### STUDY MATERIAL
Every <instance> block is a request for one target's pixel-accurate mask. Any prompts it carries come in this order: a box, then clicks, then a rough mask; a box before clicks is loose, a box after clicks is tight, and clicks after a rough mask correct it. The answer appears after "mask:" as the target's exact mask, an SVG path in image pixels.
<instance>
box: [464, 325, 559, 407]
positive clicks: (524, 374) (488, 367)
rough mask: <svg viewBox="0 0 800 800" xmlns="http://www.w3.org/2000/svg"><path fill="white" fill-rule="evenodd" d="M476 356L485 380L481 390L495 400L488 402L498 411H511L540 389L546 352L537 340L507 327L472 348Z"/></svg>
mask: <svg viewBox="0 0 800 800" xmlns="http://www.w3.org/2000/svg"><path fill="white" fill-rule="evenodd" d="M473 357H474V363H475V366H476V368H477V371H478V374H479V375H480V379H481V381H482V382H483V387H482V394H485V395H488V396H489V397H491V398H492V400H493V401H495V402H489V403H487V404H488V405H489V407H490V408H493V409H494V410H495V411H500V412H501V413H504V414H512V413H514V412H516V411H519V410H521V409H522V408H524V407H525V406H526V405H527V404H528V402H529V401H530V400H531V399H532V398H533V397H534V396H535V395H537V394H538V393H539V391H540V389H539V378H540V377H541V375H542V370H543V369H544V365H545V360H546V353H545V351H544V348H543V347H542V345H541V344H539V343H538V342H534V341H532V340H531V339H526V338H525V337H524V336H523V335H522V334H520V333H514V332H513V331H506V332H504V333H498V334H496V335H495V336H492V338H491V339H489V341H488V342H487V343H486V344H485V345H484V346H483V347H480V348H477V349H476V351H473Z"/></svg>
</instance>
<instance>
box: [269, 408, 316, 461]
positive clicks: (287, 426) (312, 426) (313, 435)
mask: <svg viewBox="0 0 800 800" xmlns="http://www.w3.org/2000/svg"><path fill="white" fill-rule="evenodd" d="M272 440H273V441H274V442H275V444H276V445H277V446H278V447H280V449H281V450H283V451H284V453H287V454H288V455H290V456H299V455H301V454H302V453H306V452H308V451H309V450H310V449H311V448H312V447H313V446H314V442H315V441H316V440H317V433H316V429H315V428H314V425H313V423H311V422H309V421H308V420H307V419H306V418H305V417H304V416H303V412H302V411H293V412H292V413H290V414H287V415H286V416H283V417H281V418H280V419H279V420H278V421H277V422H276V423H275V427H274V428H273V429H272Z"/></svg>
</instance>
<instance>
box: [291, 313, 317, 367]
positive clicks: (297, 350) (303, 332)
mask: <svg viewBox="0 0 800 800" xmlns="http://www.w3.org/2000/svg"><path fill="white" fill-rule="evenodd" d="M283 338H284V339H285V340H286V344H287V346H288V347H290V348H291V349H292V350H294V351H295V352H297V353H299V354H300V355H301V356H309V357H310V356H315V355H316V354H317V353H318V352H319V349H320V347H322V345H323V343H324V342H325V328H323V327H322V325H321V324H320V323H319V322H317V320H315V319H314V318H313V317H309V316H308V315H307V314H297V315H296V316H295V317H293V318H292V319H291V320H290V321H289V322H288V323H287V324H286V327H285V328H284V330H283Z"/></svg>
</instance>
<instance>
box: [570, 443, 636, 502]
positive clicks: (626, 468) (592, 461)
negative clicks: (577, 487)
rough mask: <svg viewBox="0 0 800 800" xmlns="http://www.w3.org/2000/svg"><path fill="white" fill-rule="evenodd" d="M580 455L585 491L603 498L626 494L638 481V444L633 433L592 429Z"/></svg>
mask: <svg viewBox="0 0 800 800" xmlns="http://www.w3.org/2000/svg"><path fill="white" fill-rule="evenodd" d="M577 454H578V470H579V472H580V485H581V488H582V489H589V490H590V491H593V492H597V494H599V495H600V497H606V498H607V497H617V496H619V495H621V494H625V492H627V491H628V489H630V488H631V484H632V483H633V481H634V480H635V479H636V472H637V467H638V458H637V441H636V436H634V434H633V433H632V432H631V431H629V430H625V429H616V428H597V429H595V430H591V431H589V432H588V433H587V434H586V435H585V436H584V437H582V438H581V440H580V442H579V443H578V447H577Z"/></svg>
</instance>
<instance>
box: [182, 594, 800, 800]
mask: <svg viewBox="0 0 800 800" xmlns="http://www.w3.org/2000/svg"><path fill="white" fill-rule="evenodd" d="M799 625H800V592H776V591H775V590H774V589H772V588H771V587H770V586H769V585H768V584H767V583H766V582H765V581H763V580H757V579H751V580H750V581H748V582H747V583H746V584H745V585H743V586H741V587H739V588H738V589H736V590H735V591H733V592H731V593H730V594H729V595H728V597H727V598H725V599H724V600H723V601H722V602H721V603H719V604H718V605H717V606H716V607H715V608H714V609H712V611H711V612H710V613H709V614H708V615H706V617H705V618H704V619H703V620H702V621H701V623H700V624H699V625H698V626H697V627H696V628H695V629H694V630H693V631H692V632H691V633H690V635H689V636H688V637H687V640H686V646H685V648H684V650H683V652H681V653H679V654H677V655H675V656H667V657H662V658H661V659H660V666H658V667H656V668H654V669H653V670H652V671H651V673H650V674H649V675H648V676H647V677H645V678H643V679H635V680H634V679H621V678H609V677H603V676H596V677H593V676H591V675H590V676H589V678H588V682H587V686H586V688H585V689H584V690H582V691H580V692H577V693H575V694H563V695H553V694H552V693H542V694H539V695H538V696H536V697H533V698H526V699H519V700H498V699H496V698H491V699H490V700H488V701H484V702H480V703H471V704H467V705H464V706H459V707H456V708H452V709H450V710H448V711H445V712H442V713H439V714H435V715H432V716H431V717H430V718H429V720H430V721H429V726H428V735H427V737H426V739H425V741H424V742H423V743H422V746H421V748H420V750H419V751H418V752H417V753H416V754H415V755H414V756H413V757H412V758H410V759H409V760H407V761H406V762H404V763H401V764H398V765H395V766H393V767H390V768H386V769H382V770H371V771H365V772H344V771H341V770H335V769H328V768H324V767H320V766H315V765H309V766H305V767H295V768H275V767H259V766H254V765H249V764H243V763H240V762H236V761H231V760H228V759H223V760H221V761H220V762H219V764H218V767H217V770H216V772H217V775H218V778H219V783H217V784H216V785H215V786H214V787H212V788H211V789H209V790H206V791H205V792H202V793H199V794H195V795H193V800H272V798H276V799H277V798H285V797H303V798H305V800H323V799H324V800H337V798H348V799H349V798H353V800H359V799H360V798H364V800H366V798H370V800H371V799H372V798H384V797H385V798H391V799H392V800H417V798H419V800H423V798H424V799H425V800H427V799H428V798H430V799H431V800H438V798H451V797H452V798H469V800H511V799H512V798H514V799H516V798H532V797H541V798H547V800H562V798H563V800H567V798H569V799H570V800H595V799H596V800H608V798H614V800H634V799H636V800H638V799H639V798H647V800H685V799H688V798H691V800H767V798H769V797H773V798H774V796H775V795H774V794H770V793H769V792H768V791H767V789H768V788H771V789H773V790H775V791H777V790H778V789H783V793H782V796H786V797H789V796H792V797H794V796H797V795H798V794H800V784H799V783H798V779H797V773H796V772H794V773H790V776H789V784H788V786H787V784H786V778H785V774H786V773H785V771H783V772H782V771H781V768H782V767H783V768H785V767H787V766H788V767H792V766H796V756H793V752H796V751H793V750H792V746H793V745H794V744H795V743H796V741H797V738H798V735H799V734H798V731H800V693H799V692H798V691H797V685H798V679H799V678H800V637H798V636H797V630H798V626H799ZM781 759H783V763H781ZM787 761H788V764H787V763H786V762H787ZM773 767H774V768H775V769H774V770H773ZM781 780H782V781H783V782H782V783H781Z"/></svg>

* * *

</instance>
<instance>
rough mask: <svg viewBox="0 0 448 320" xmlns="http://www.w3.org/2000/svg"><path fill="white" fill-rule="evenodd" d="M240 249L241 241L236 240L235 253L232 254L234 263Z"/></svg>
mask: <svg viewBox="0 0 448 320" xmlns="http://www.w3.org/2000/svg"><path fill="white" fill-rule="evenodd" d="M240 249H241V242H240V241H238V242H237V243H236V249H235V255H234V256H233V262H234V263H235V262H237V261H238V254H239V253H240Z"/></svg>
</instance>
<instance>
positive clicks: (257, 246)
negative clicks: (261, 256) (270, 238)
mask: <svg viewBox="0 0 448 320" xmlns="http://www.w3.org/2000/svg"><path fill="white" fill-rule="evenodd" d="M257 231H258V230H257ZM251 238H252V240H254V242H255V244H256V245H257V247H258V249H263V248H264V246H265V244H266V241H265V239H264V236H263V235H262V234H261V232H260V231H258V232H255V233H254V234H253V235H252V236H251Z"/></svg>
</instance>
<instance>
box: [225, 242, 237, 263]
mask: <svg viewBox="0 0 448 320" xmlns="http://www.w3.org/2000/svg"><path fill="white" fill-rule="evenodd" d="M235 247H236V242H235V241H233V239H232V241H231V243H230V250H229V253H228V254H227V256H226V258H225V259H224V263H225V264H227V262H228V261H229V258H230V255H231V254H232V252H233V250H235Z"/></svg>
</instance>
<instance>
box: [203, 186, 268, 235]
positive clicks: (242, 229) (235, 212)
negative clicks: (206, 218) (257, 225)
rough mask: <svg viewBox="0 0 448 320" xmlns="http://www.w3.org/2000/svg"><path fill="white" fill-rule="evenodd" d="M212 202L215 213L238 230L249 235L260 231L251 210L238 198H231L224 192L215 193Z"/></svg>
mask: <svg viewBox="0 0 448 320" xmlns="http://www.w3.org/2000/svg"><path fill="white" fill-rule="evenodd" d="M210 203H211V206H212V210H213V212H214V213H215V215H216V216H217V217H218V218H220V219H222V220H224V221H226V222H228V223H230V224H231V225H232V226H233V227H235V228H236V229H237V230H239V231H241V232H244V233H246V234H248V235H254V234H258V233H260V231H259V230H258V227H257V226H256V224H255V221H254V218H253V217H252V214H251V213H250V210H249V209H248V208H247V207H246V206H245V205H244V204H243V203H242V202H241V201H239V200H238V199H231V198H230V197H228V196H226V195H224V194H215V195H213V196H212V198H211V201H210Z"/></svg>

### INSTRUCTIONS TO FOLLOW
Which lines in the items above contain the word "rough"? Report each of them in full.

### ANSWER BOX
Every <instance> block is a request for one target's pixel-accurate mask. Any prompts it carries come in this order: a box, then clicks, then a rough mask; a box before clicks is loose, a box after clicks is tight, and clicks after a rough mask correct it. The answer appears after "mask:" as the target's exact mask, an SVG path in image pixels.
rough mask: <svg viewBox="0 0 800 800" xmlns="http://www.w3.org/2000/svg"><path fill="white" fill-rule="evenodd" d="M476 356L485 380L481 390L495 400L488 402L498 411H511L540 389L546 352L537 340L507 327L472 348Z"/></svg>
rough mask: <svg viewBox="0 0 800 800" xmlns="http://www.w3.org/2000/svg"><path fill="white" fill-rule="evenodd" d="M580 455L585 491L603 498L626 494L638 481V444L633 433L592 429Z"/></svg>
rough mask: <svg viewBox="0 0 448 320" xmlns="http://www.w3.org/2000/svg"><path fill="white" fill-rule="evenodd" d="M240 249L241 241L236 240L235 253L232 254L234 263Z"/></svg>
rough mask: <svg viewBox="0 0 448 320" xmlns="http://www.w3.org/2000/svg"><path fill="white" fill-rule="evenodd" d="M212 202L215 213L238 230L249 235L260 231L251 210L238 198H231L224 192L215 193Z"/></svg>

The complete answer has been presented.